╔══
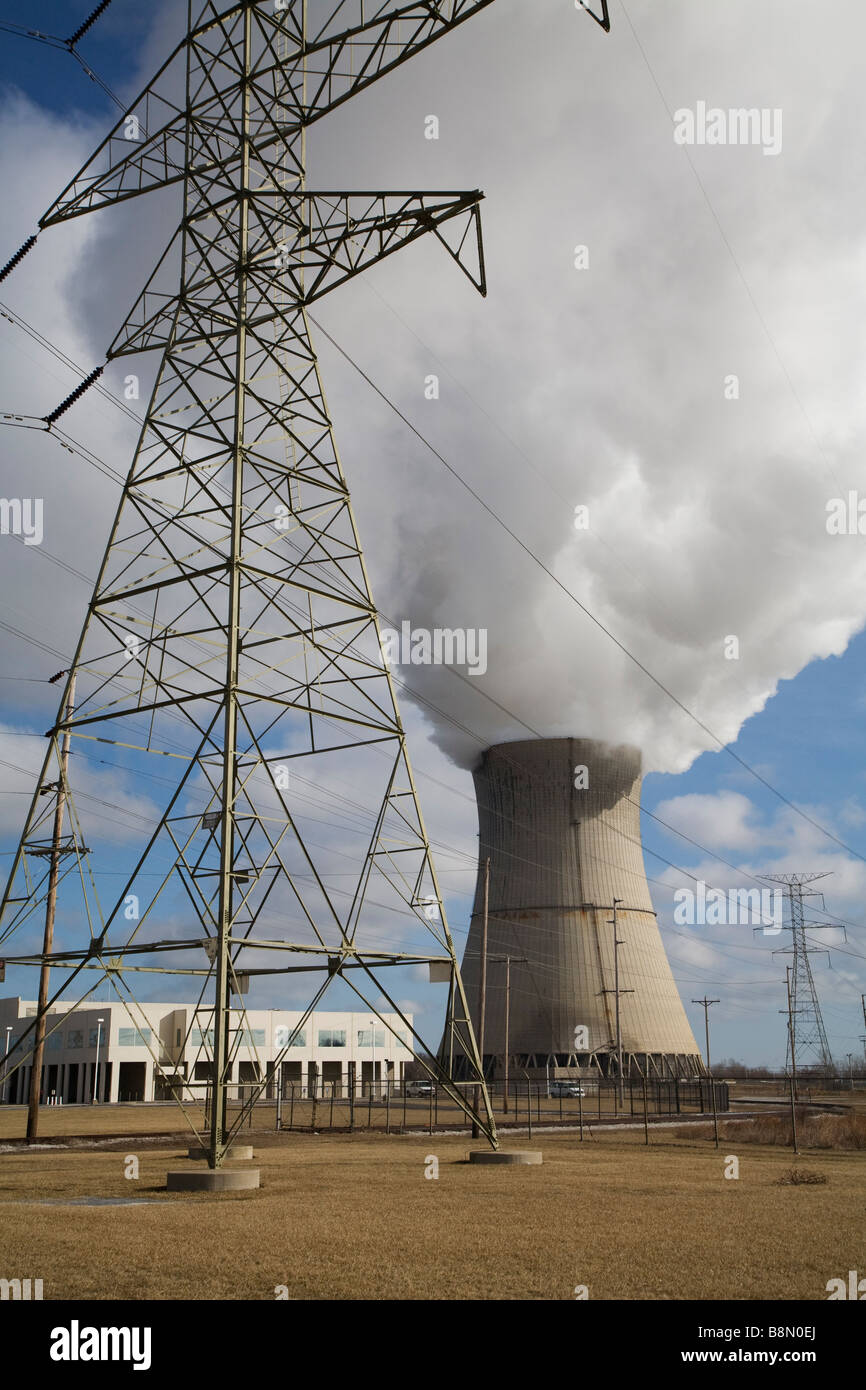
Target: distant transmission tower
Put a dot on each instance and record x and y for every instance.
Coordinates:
(231, 644)
(806, 1039)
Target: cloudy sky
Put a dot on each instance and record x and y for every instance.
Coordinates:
(672, 339)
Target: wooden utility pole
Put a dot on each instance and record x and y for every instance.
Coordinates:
(616, 987)
(483, 975)
(706, 1002)
(508, 1016)
(616, 991)
(32, 1119)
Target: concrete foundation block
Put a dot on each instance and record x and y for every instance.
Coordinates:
(211, 1179)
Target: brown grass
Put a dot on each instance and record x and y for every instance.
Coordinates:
(801, 1178)
(813, 1130)
(344, 1218)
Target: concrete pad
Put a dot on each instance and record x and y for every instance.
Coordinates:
(510, 1157)
(243, 1151)
(211, 1179)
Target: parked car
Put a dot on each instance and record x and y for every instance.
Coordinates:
(419, 1087)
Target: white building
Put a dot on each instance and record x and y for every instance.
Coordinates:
(150, 1051)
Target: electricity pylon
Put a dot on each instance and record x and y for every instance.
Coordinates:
(232, 633)
(806, 1036)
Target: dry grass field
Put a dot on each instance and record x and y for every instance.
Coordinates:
(355, 1218)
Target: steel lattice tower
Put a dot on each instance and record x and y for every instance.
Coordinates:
(231, 638)
(806, 1037)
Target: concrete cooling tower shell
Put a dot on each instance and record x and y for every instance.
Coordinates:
(559, 820)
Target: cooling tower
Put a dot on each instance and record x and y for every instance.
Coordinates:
(559, 822)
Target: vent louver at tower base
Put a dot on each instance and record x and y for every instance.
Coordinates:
(559, 822)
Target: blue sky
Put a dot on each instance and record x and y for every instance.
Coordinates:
(808, 738)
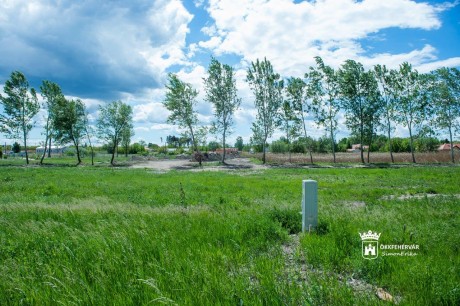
╚══
Por favor, repita palavra por palavra todas as linhas acima, deixando as imagens de fora da resposta.

Target: distant transmission tower
Put a dot on each instance and record x and y for every instance.
Coordinates:
(231, 644)
(806, 1039)
Target: cloudy sky
Put a dot on each instance and record x and y for every instance.
Coordinates:
(672, 339)
Target: wooden utility pole
Put a dot on each instance and record x and y for every instance.
Coordinates:
(616, 987)
(483, 975)
(706, 1002)
(508, 1016)
(616, 991)
(32, 1119)
Target: concrete foundation block
Put a dot on each instance and record x and y for every instance.
Coordinates:
(211, 1179)
Target: brown grass
Put a dot on each instance and record x and y for every instance.
Coordinates:
(801, 1178)
(813, 1130)
(344, 1218)
Target: concrete pad
Put a dot on each instance and record x and y for every instance.
Coordinates:
(510, 1157)
(243, 1151)
(211, 1179)
Target: parked car
Put a dot on each instance and record x and y for every instance.
Coordinates:
(419, 1087)
Target: white building
Put a dot on each instance and record x and y for every instance.
Coordinates:
(150, 1051)
Target: electricity pylon
Put a dot on each instance and record x and y for every instance.
Coordinates:
(232, 633)
(806, 1036)
Target: dry grass field
Put a dot on each instance and record x and y for every instance.
Coordinates:
(355, 1218)
Target: steel lattice tower
Put a dot on each instance and record x and y for every instance.
Coordinates:
(231, 638)
(806, 1037)
Target: concrete cooling tower shell
Put a dot on each instance and record x and y for every instance.
Coordinates:
(559, 820)
Target: cooling tower
Put a dot on each instance and record x and y for every instance.
Coordinates:
(559, 822)
Target: vent louver at tower base
Put a dot on each instance and record x and y for every instance.
Coordinates:
(559, 822)
Target: blue sky
Put a dot on each instance and record x and y for every instance.
Coordinates:
(808, 738)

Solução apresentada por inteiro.